**BLOC DE TEXTE**

Crédit photo : Julie Caron

Une colonie de Geneviève Dulude-De Celles: Captation de l’authentique

Pour son premier long-métrage de fiction, Geneviève Dulude-De Celles a pris quelques risques. Ainsi a-t-elle tenu à effectuer le tournage de son film Une colonie majoritairement en région malgré les coûts supplémentaires encourus, et à rallier de jeunes acteurs-rices qui en étaient à leur toute première expérience de plateau. En définitive, ces choix témoignent non seulement du cran que possède la réalisatrice, mais de sa vision. Ils confèrent une singularité, de même qu’une âme magnétique et luminescente au film.

 Impact Campus s’est entretenu avec Geneviève Dulude-De Celles, réalisatrice et co-fondatrice de la boîte de production Colonelle Films.

L’appel de casting a d’abord été lancé de manière très large. La réalisatrice et son équipe ont ainsi choisi les membres de la jeune distribution parmi quelque 600 postulants-es.

Parmi ceux-ci, tous-tes n’étaient pas rompus aux rudiments des tournages cinématographiques. Dulude-De Celles a donc consenti à « investir dans un deux mois de répétitions » en amont du tournage, celui-ci s’étant échelonné sur 28 jours à l’automne 2017. Les retombées de cette « belle période » de préparation sont bien perceptibles à l’écran : la sororité entre les personnages de Mylia (Émilie Bierre) et de Camille (Irlande Côté) est véritable, est-on tout à fait disposé-e à croire. « Quand on est arrivé en premier jour de tournage, les deux filles se serraient dans leurs bras, elles s’aimaient déjà », relate la réalisatrice.

Ce choix participait aussi du désir d’accéder à une « belle authenticité », les jeunes qui ne sont pas issus-es d’agences de casting ayant préservé le cachet de l’« accent des régions ». Dulude-De Celles affirme d’ailleurs qu’elle sait reconnaître la particularité des régions, ayant elle-même grandi à Sorel-Tracey. 

L’adolescence : une période charnière

À quoi cette particularité de Sorel-Tracy tient-elle ? « Aux paysages, affirme Dulude-De Celles. C’est très agricole, il y a beaucoup de champs de maïs, des grands champs à perte de vue ». Quant au village abénakis d’Odanak où se déroule une partie de l’intrigue, elle a souhaité restituer le charme, l’aspect « très mignon » à la vision populaire plutôt négative entretenue à l’égard des communautés autochtones. « On était content de montrer à quoi ressemble cette communauté. L’image qu’on se fait souvent des communautés autochtones, c’est des maisons en clapboard, beiges, avec peu d’arbres. Alors qu’à Odanak, dès que tu y entres, il y a une pancarte de bienvenue super belle, avec un visage autochtone. Un peu abîmée par le temps, mais très belle ».

Entrées de placement de points

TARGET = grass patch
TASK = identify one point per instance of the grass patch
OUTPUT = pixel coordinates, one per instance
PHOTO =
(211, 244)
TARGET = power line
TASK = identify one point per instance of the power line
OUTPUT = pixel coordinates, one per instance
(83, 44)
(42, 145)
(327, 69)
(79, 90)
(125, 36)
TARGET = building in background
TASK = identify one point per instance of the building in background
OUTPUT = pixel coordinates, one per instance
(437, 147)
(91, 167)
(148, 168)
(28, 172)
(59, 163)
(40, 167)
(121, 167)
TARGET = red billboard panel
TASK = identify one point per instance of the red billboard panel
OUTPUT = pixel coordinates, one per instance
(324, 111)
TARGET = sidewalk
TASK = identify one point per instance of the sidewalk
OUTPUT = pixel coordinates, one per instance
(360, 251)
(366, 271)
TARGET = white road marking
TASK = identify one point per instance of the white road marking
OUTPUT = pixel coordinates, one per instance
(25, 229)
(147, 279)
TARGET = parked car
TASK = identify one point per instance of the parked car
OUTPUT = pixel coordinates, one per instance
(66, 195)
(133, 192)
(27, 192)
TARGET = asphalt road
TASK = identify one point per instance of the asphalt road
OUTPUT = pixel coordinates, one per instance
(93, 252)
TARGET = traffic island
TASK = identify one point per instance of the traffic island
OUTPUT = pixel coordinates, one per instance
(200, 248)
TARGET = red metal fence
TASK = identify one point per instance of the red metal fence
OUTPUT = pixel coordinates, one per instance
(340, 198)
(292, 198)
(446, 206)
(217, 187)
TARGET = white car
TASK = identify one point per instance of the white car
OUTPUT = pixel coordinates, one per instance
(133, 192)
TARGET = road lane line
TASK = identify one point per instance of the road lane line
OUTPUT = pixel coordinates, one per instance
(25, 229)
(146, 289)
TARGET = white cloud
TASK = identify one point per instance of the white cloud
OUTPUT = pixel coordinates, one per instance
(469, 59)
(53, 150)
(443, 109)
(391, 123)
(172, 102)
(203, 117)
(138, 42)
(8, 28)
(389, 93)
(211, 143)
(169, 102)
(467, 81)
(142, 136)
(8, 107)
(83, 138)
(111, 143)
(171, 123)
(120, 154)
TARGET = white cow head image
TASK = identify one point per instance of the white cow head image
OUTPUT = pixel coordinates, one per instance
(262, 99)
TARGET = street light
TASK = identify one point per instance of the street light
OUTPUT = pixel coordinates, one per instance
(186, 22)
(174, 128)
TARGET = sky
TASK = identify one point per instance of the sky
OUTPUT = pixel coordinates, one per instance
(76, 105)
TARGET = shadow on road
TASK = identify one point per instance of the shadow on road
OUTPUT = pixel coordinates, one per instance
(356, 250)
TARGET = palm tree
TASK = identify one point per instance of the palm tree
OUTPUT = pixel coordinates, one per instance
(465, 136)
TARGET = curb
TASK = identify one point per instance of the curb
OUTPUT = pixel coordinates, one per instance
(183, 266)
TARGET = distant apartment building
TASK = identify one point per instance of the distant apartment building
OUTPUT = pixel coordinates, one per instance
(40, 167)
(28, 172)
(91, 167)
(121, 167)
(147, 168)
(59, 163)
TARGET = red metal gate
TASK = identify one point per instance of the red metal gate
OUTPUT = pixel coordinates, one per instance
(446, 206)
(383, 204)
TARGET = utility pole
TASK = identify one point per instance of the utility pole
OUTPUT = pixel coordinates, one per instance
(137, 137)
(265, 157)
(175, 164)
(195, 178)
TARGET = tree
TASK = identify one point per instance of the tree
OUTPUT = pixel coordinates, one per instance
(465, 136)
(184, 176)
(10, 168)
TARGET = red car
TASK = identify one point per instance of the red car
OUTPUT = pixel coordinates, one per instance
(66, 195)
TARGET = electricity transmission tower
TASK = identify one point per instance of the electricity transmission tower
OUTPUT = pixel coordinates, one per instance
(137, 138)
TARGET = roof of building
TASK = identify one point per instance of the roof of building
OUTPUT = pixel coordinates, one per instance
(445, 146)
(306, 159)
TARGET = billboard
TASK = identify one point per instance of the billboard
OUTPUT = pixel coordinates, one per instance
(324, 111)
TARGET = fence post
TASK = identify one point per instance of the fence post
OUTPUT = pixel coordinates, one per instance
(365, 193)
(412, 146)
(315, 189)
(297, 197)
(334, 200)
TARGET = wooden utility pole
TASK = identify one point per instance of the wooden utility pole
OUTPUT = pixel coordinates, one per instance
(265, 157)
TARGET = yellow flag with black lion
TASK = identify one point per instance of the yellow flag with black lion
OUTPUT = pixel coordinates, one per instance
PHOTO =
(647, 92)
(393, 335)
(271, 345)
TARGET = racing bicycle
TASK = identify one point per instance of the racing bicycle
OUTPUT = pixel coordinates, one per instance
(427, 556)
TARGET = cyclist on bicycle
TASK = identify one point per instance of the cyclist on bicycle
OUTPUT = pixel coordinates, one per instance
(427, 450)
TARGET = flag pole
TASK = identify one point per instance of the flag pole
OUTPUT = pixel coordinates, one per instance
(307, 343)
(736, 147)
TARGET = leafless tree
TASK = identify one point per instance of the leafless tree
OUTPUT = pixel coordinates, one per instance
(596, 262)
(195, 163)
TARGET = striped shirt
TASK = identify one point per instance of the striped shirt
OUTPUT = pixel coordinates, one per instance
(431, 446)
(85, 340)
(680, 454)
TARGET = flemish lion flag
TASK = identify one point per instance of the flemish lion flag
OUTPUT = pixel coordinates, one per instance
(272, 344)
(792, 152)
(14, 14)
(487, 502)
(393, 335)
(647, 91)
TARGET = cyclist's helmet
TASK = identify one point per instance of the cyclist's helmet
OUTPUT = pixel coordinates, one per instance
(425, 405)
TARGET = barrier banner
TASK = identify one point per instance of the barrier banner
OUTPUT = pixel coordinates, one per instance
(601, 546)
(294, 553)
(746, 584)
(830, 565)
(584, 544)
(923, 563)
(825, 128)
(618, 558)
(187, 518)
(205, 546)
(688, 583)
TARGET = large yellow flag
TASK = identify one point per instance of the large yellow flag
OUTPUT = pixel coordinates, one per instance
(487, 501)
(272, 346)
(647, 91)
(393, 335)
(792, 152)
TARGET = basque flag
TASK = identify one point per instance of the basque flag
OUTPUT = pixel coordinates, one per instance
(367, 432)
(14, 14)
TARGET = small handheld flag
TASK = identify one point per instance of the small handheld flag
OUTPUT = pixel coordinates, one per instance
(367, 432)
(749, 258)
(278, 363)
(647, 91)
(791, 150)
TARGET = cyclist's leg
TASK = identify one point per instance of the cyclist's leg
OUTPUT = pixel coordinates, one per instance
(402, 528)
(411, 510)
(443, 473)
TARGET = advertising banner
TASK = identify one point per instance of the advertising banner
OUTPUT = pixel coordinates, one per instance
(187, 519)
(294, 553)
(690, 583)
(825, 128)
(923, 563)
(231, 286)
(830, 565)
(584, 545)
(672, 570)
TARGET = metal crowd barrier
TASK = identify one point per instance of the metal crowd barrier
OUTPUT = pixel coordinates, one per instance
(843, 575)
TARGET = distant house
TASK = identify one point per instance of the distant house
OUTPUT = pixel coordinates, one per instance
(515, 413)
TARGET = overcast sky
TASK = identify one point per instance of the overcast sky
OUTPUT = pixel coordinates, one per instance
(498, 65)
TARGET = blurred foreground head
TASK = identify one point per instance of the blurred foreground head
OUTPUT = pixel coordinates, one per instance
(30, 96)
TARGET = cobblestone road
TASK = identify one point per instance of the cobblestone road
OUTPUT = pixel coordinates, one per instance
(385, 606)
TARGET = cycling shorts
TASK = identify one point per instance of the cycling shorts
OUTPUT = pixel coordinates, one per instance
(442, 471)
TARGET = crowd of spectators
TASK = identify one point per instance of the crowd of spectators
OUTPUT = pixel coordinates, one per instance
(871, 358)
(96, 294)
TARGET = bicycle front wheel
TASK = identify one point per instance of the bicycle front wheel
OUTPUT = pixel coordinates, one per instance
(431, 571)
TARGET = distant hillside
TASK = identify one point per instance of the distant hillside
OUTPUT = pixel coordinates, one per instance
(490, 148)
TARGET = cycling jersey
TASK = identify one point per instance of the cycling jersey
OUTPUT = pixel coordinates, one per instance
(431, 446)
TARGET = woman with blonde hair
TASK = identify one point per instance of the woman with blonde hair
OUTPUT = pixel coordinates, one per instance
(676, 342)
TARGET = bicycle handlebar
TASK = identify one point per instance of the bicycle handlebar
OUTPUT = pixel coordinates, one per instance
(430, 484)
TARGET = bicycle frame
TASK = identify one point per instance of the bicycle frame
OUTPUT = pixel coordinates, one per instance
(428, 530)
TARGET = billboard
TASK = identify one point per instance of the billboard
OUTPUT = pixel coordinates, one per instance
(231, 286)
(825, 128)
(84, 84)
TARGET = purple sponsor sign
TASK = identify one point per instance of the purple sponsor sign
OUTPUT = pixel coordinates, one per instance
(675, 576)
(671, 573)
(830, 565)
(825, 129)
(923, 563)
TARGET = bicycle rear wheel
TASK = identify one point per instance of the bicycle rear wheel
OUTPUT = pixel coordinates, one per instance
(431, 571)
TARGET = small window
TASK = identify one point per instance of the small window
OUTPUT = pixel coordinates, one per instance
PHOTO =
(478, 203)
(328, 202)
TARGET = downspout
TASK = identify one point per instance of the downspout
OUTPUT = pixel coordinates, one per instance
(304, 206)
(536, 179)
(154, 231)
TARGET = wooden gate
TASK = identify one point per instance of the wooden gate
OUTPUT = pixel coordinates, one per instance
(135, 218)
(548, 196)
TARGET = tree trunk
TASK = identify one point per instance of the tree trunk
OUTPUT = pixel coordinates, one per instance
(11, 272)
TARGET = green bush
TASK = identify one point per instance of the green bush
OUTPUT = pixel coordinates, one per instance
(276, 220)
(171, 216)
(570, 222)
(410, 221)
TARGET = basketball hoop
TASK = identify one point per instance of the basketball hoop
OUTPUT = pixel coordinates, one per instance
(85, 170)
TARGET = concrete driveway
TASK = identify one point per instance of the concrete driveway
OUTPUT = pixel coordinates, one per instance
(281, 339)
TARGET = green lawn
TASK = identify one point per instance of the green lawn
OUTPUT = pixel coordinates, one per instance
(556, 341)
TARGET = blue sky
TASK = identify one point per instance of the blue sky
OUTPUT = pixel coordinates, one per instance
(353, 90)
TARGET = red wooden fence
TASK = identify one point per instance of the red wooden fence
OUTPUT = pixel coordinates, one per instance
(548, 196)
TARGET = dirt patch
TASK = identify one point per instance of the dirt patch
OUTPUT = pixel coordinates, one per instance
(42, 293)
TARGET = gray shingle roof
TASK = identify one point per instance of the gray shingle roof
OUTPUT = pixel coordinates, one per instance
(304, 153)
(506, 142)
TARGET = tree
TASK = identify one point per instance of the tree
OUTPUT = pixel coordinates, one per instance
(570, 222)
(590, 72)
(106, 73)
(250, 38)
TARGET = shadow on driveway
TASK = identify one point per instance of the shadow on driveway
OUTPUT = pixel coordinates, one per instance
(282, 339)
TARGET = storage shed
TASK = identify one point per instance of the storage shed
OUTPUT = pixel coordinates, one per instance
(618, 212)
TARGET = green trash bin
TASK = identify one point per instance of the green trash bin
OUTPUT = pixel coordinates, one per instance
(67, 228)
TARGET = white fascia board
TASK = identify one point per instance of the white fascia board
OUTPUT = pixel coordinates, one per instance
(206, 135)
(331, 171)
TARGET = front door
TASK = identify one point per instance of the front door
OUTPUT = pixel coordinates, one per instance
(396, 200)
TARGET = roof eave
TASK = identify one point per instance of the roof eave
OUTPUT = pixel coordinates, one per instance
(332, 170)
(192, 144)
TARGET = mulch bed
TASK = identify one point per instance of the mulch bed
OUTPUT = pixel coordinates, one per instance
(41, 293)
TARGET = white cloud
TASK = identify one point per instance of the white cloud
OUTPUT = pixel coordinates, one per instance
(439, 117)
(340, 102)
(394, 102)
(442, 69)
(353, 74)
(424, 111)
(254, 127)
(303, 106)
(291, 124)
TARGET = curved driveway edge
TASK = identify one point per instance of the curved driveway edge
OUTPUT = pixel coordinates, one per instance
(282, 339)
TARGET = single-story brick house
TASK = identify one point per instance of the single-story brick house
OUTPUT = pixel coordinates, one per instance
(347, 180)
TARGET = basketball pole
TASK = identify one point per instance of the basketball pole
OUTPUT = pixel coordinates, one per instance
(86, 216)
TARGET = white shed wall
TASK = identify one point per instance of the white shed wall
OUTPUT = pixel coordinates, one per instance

**OBJECTIF 1**
Renvoyez tel quel le passage de l'article sur Une colonie situé entre « L’appel de casting » et « quelque 600 postulants-es. », bornes incluses.
**OBJECTIF 2**
Répondez brièvement à ces questions sur l'article sur Une colonie :
(a) Parmi combien de postulants la jeune distribution a-t-elle été choisie ?
(b) Sur combien de jours le tournage s'est-il échelonné ?
(c) Dans quel village abénakis se déroule une partie de l'intrigue ?

**RÉPONSE ATTENDUE 1**
L’appel de casting a d’abord été lancé de manière très large. La réalisatrice et son équipe ont ainsi choisi les membres de la jeune distribution parmi quelque 600 postulants-es.

**RÉPONSE ATTENDUE 2**
(a) Parmi quelque 600 postulants.
(b) Sur 28 jours, à l'automne 2017.
(c) À Odanak.